**Text block:**
Apache warrior and hero
Geronimo was born Goyathlay (One Who Yawns) in Arizona, grandson of a chief of the Nedni band of the Chiricahua Apache. His father married a Bedonkohe Apache and joined her tribe, forfeiting his hereditary right as leader. Geronimo was never a chief. He was in fact, a medicine man, a seer and a spiritual and intellectual leader both in and out of battle. The Apache chiefs depended on his wisdom.
To the Chiricahua Apache, Geronimo embodied the essence of Apache values – courage, diligence and aggressiveness – qualities that for years kept them relatively safe from the increasing white encroachment in Arizona and New Mexico.
The Chiricahuas were nomadic, following game and farming in the warmer months. But when times were tough and food was scarce raids on other tribes was the way of life, and considered honourable.

**Information:**
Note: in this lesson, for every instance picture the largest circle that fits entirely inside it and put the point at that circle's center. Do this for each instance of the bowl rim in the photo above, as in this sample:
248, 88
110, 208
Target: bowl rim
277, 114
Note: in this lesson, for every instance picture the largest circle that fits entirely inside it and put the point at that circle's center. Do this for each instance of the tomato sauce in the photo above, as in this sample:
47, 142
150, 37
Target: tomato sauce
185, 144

--

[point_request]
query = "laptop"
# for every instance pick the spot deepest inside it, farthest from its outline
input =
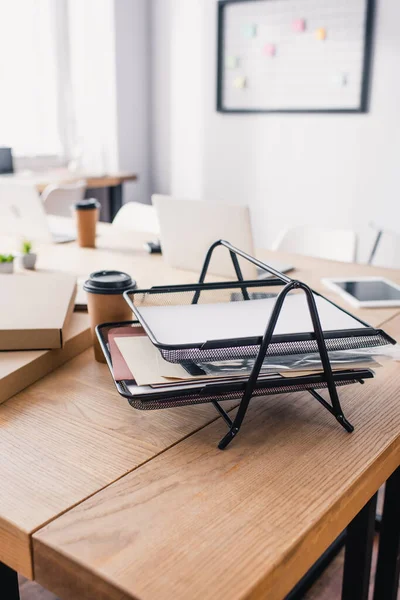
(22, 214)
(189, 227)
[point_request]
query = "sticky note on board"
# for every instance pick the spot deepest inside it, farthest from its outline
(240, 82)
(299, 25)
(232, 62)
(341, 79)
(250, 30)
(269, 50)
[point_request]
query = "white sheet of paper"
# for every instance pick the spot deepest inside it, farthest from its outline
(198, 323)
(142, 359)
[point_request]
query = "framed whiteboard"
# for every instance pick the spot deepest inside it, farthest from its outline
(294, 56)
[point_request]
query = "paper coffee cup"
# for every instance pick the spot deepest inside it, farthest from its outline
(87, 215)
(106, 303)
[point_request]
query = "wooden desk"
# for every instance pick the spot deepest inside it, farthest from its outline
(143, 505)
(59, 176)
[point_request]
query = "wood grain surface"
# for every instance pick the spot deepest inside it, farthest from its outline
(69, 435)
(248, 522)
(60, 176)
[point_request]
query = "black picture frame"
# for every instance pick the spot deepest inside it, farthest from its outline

**Work order:**
Please print the part of the Geronimo text that begins at "To the Chiricahua" and stops after "and New Mexico.", copying it word for word.

**Answer to this exercise:**
To the Chiricahua Apache, Geronimo embodied the essence of Apache values – courage, diligence and aggressiveness – qualities that for years kept them relatively safe from the increasing white encroachment in Arizona and New Mexico.